練習問題 =
次のレコードをすべて、一字一句変えずに書き写しなさい。ただし、画像は書き写さないこと。

**** データセット内容 ****

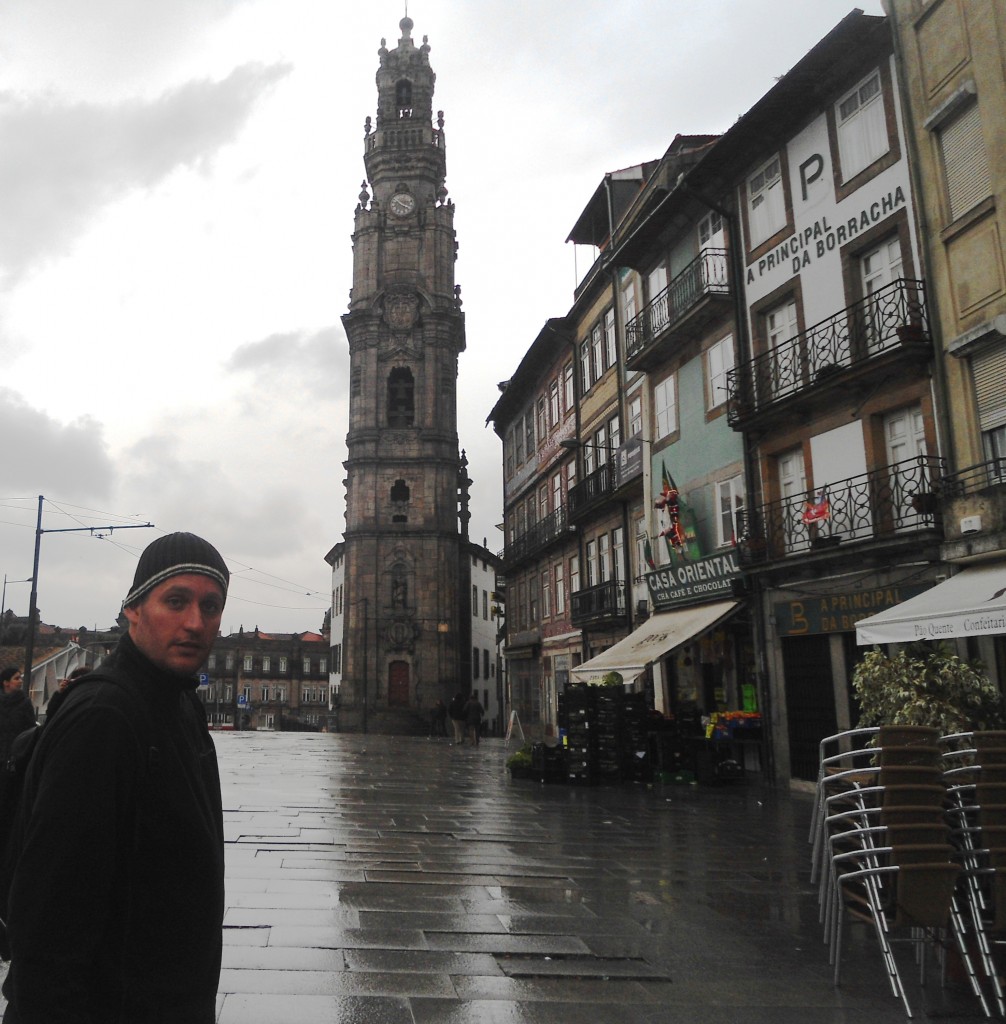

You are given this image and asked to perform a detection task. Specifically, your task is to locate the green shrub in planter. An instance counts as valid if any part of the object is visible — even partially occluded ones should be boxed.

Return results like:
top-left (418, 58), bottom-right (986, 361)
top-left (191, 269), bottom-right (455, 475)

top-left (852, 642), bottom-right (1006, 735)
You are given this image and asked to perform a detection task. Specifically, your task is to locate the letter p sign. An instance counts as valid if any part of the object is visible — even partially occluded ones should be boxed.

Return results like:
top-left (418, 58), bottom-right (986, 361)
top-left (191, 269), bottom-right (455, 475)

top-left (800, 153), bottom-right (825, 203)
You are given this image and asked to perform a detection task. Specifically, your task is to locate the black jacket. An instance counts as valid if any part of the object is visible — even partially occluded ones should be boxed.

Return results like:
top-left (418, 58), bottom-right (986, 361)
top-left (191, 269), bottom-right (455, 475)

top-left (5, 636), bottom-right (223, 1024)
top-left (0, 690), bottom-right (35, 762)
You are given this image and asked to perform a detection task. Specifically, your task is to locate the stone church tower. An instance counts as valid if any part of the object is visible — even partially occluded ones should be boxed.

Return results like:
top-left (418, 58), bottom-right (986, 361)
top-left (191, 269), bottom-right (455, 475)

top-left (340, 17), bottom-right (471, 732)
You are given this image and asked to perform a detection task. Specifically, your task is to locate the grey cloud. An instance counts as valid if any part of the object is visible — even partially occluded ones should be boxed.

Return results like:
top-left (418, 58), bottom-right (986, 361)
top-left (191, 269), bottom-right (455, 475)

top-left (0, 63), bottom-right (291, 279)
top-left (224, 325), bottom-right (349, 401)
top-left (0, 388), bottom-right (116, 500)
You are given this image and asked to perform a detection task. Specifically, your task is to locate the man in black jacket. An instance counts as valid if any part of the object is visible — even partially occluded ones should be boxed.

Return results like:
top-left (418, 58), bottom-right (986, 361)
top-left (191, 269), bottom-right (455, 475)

****

解答例 =
You are given this image and asked to perform a detection task. Specifically, your task is to locate the green shrub in planter. An instance counts as valid if any part of the object is visible — even partially occluded ones should be boxed.

Return results like:
top-left (418, 58), bottom-right (986, 361)
top-left (191, 269), bottom-right (455, 475)

top-left (852, 642), bottom-right (1006, 735)
You are given this image and asked to perform a detection task. Specifically, your task is to locate the letter p sign. An instance counts as valid if any part of the object is visible — even partially occluded ones should be boxed.

Return results like:
top-left (418, 58), bottom-right (986, 361)
top-left (191, 269), bottom-right (455, 475)

top-left (800, 153), bottom-right (825, 203)
You are given this image and asked to perform a detection task. Specifically, your task is to locate the black jacket. An instance counts as valid if any part of the object is visible — even partially occluded ones should be boxed.

Return results like:
top-left (418, 58), bottom-right (986, 361)
top-left (191, 269), bottom-right (455, 475)

top-left (5, 636), bottom-right (223, 1024)
top-left (0, 690), bottom-right (35, 762)
You are given this image and asked to perform a detection task. Specifically, your task is to locate the stone church tower. An instance counts as valid if any part of the object is visible — even partially occluded ones should be boxed.

Return results like:
top-left (418, 58), bottom-right (986, 361)
top-left (191, 269), bottom-right (455, 475)

top-left (340, 17), bottom-right (471, 732)
You are given this image and asked to perform a detection task. Specifically, your task is to locate the grey cloud. An instance counts as valid if any part of the object is visible — even partially occluded ones should be boxed.

Return results like:
top-left (418, 58), bottom-right (986, 361)
top-left (191, 269), bottom-right (455, 475)

top-left (0, 63), bottom-right (291, 279)
top-left (224, 325), bottom-right (349, 401)
top-left (0, 388), bottom-right (116, 500)
You are given this image and asked to perform a detection task. Specifically, your task is to locate the man in black jacket. An instance counts as valid if any part of the object is visible — even partially occluded ones should be boxed.

Return results like:
top-left (418, 58), bottom-right (986, 361)
top-left (191, 269), bottom-right (455, 475)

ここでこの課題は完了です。